* _WORK TO COMPLETE_: Present every line of the entries below as a numbered list, omitting blank lines and leaving out the pictures.
###
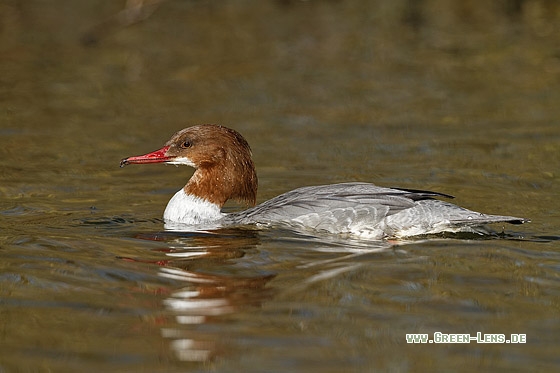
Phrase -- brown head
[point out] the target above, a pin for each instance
(221, 158)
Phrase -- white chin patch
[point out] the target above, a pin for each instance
(182, 161)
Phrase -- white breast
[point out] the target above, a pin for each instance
(187, 209)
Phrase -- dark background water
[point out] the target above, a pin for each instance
(455, 96)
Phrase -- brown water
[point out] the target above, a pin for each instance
(458, 97)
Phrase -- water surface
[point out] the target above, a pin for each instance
(461, 99)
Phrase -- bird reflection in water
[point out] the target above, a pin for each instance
(191, 257)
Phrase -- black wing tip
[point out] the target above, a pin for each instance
(423, 194)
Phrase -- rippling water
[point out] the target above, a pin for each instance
(458, 98)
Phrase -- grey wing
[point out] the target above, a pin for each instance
(333, 208)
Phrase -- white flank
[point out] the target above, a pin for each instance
(182, 161)
(186, 209)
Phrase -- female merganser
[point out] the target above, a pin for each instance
(224, 169)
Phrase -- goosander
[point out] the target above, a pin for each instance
(225, 170)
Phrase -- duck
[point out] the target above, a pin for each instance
(224, 170)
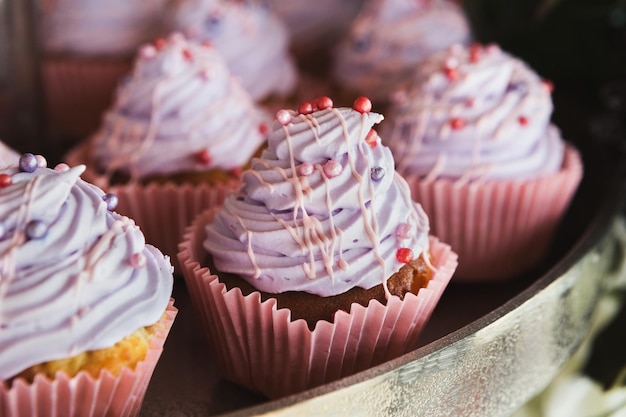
###
* _EXERCISE SOLUTION_:
1. Phrase -- brown head
2. [point out] the target above, a pin for each instance
3. (221, 158)
4. Phrase -- white chin patch
5. [point out] the target above, a pin for each instance
6. (182, 161)
7. Phrase -- white breast
8. [point out] the target above, a pin for each instance
9. (187, 209)
10. Phrase -- dark background water
11. [point out] the target above, a pin for each instance
12. (455, 96)
13. Phrase -- brown water
14. [point out] the target above, a pin for each instance
15. (458, 97)
16. Phrase -- water surface
17. [point out] the target above, a pin for each instance
18. (461, 99)
19. Phrase -- bird reflection in water
20. [point out] the target above, a pin for each instance
21. (191, 257)
22. Phrase -- black wing tip
23. [point out] the target above, a pin for each instance
24. (423, 194)
25. Phrase -- rippling water
26. [point out] the target above, a pin for each instance
27. (458, 98)
28. Phrase -- grey wing
29. [point out] the target above, a pin for each instance
30. (333, 208)
31. Phrase -- white flank
32. [point out] the target above, a pin for each instance
33. (182, 161)
34. (186, 209)
35. Phrase -- female merganser
36. [point out] the target above, a pin for each instance
37. (224, 169)
38. Phrase -- goosander
39. [point out] the target above, a pin for each instance
40. (225, 170)
41. Phrase -- duck
42. [point out] the target above, a pin for each instance
43. (224, 170)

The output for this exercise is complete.